● **Texto para análise**
▬▬▬▬▬▬
É mesmo necessário que toda a população tome a vacina?
A imunidade de grupo tem sido falada como uma das possibilidades para travar a pandemia de Covid-19 e resulta de dois fatores, como explica ao Polígrafo Helena Canhão, epidemiologista e investigadora na Nova Medical School da Universidade Nova de Lisboa: “o número de pessoas que está protegida num determinado momento [por infeção prévia ou por vacina] e a duração dessa imunidade.” A principal questão é que ainda não se sabe que duração irá ter a imunidade causada pela vacina contra a Covid-19.
A imunidade de grupo resulta de dois fatores: “o número de pessoas que está protegida num determinado momento [por infeção prévia ou por vacina] e a duração dessa imunidade.”
“Ainda não há informação suficiente para poder sequer julgar-se por quanto tempo causará a vacina imunidade, se por um ano ou por mais tempo”, diz também Carlota Louro. “Isso é um fator importantíssimo. Não podemos querer utilizar a vacina como a forma mais robusta de criar imunidade de grupo se tivermos de a dar anualmente”, acrescenta.
▬▬▬▬▬▬
(Registos de dados armazenados)
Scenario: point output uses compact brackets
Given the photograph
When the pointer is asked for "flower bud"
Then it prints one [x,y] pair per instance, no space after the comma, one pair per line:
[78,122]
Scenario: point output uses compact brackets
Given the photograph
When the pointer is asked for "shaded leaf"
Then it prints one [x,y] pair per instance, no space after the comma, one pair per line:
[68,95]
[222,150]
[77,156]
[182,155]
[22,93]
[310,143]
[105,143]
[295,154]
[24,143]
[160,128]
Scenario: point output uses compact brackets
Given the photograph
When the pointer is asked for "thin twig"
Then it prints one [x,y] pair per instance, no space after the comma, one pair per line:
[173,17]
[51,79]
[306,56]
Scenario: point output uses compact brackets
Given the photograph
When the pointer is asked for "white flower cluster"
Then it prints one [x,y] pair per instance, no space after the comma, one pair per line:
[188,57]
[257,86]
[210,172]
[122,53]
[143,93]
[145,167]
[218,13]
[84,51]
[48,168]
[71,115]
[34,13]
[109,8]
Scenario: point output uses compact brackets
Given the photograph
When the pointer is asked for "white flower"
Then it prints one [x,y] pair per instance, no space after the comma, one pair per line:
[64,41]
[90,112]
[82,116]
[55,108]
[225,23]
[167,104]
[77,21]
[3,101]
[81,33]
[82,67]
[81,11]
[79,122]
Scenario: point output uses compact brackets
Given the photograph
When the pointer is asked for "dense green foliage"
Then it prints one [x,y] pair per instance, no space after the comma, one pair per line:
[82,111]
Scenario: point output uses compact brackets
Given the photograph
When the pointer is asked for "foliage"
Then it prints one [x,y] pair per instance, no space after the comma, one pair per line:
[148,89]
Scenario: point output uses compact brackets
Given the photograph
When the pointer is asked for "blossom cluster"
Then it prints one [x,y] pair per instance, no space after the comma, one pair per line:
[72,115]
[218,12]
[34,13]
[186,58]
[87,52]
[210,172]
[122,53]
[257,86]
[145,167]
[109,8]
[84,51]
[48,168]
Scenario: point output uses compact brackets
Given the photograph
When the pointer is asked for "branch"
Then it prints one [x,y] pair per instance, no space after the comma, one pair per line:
▬▬▬▬▬▬
● **Tarefa a realizar**
No texto sobre a imunidade de grupo, de que dois fatores resulta essa imunidade? Este material não tem relação com o texto sobre a vacina.

● **Resposta**
Do número de pessoas que estão protegidas num determinado momento, por infeção prévia ou por vacina, e da duração dessa imunidade.